Your objective: Turn the material below, from the line containing "the form (547,25)." (that line included) through the final line, into a JSON list of strings with one string per line and blank lines omitted.

Dataset extract:
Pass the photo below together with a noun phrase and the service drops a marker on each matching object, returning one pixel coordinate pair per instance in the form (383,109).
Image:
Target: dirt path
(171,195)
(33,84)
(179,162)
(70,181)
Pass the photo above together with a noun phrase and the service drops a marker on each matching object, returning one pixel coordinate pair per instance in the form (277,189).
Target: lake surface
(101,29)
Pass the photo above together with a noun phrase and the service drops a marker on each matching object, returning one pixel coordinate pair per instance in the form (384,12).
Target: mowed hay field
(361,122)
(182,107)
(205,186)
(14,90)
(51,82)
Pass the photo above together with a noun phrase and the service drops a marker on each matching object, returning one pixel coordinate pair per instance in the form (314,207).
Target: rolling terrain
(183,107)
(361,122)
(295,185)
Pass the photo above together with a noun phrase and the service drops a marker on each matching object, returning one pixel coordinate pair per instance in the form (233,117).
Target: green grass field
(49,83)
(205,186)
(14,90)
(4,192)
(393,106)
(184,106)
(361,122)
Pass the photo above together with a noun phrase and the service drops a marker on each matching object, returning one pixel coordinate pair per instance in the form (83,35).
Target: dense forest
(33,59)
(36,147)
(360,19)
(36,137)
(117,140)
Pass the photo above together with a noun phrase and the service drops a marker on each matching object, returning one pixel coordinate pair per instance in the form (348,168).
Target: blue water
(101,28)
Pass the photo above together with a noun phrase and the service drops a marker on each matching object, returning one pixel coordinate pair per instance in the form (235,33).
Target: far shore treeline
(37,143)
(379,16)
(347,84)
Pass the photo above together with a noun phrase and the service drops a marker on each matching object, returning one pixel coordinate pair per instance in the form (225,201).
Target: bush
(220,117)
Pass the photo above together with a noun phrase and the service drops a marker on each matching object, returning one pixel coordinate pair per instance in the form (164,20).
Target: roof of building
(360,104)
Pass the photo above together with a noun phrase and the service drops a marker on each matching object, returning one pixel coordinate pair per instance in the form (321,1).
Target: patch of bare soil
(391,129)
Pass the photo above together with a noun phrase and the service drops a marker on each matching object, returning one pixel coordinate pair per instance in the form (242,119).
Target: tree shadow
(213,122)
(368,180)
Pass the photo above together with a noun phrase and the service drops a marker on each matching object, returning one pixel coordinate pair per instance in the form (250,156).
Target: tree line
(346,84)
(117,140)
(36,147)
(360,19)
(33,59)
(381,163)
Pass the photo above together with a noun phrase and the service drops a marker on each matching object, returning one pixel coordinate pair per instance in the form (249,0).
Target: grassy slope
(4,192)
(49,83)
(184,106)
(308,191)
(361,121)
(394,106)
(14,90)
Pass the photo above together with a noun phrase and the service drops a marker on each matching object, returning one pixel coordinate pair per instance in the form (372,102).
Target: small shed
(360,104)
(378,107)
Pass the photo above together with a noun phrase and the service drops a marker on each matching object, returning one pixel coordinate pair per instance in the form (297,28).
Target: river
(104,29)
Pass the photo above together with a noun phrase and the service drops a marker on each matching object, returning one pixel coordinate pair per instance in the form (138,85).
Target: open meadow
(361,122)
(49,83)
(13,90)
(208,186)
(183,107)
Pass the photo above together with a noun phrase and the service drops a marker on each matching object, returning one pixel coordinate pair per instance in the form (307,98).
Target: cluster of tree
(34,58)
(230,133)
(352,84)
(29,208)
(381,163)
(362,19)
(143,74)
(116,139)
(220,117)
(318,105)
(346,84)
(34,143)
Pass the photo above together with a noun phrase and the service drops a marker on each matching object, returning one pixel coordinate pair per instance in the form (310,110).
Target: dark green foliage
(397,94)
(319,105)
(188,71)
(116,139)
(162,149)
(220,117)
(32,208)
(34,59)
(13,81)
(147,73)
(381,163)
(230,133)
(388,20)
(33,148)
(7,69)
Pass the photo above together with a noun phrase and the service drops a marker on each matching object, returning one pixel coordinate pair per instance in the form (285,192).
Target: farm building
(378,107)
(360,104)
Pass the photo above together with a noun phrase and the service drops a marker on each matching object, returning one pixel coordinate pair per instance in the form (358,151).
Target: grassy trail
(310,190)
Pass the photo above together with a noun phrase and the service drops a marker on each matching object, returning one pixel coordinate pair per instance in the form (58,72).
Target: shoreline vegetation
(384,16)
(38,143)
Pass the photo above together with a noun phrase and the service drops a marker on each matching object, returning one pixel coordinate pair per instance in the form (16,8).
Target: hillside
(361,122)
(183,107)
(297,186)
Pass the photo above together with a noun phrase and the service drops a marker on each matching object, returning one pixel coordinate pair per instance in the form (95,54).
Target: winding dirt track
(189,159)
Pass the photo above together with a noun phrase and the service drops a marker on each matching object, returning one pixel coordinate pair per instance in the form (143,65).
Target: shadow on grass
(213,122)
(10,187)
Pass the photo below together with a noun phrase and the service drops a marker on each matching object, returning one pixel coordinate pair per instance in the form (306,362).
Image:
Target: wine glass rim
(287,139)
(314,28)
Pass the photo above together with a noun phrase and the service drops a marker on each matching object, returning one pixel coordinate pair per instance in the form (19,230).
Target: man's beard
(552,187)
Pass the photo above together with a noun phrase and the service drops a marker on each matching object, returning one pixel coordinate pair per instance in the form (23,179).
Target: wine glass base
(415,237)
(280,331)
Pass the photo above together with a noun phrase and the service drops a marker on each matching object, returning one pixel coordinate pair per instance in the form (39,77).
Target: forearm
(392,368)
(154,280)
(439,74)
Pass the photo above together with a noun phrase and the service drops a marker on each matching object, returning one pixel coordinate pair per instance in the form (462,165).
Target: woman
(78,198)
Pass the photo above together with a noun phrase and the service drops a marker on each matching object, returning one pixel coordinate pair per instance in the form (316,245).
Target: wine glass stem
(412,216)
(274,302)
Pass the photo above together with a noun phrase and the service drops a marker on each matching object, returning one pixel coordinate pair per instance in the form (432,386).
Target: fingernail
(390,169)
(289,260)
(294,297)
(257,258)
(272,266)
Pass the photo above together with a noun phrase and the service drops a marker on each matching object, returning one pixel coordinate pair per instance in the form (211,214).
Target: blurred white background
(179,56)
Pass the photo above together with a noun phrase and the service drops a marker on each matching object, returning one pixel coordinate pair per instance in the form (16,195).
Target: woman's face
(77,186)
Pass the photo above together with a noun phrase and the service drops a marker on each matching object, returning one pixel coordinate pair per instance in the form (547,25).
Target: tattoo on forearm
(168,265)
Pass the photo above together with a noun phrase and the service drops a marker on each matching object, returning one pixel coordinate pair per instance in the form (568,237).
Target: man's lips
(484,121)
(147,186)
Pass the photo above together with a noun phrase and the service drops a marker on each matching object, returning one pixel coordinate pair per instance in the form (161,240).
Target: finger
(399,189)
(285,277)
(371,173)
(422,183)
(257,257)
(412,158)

Finished exercise:
[
  "Pass the photo above together with a noun phrase and the service drops a marker on each matching object, returning one pixel coordinate pair per instance in the form (547,25).",
  "Target: tattoo on forearm",
  "(168,265)",
  "Pass the photo above together with a noun phrase and the service drops a marker on each matching object, returning one pixel coordinate pair per instance in the form (568,237).",
  "Target: man's lips",
  "(484,121)",
  "(147,186)",
  "Pass the photo above together with a noun phrase and the service drops a marker on each matching object, returning one pixel coordinate pair per instance in the form (161,240).",
  "Target: finger",
  "(399,189)",
  "(285,277)",
  "(371,173)",
  "(422,183)",
  "(257,257)",
  "(412,158)"
]